## DATASET RECORDS
_ _ _ _ _

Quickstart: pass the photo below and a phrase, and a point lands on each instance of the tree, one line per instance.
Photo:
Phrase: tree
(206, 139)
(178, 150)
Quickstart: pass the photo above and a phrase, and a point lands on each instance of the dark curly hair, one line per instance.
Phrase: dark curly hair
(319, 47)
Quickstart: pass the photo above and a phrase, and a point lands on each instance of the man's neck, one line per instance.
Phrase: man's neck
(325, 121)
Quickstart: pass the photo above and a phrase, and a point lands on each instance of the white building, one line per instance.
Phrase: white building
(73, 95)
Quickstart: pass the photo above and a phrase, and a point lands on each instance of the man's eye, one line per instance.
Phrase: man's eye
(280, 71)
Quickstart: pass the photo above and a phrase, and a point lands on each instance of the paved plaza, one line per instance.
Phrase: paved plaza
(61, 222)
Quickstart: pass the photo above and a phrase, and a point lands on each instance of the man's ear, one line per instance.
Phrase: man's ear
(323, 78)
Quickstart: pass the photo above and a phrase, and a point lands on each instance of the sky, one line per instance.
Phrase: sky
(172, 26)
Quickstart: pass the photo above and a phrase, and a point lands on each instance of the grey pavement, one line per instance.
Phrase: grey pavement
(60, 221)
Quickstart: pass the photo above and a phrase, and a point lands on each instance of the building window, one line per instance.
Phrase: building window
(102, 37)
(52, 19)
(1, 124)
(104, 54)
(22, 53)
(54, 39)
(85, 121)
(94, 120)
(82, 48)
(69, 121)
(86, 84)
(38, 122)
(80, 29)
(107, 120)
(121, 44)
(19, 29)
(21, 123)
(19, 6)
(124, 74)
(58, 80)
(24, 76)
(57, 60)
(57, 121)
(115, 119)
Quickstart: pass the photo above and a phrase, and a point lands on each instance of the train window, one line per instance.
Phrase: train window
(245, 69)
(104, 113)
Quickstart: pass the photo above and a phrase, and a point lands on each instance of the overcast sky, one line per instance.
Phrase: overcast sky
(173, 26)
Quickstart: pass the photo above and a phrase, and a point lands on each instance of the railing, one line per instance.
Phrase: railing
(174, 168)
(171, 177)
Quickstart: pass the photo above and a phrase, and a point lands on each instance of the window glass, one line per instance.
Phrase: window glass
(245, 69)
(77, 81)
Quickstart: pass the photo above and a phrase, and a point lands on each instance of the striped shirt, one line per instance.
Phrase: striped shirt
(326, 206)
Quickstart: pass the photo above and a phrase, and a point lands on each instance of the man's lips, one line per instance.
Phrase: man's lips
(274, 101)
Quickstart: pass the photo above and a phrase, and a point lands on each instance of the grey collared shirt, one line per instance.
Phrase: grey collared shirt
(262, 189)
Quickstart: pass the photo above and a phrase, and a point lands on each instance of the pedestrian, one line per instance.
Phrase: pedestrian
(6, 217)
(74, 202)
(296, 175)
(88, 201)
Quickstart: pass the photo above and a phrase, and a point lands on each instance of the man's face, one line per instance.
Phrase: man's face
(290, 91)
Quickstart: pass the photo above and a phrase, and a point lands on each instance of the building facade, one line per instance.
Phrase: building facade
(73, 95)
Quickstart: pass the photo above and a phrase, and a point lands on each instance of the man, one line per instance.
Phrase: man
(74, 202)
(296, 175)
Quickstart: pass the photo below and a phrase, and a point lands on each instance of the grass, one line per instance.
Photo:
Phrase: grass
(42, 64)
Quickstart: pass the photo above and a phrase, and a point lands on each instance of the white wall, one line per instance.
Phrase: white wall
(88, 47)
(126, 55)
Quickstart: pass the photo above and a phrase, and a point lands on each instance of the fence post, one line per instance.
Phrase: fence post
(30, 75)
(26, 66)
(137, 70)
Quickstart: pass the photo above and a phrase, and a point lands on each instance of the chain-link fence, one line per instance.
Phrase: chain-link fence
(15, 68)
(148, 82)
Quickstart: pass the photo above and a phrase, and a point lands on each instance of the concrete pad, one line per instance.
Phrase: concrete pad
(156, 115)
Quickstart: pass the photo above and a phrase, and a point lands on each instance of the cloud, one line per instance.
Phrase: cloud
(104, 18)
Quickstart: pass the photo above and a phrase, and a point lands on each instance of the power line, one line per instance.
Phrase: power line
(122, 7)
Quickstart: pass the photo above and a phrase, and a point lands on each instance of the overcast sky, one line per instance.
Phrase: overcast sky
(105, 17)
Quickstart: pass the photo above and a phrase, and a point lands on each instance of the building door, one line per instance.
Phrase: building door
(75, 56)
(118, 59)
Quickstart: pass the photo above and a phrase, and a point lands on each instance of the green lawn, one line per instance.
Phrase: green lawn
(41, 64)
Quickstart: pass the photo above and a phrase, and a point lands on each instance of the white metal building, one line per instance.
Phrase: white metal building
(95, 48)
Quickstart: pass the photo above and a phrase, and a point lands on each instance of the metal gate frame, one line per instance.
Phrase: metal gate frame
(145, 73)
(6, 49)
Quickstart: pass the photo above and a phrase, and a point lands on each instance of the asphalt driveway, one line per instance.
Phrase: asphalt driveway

_ _ _ _ _

## WORK TO COMPLETE
For the records above, tally the lines holding the word "asphalt". Answer with the number only.

## FINISHED EXERCISE
2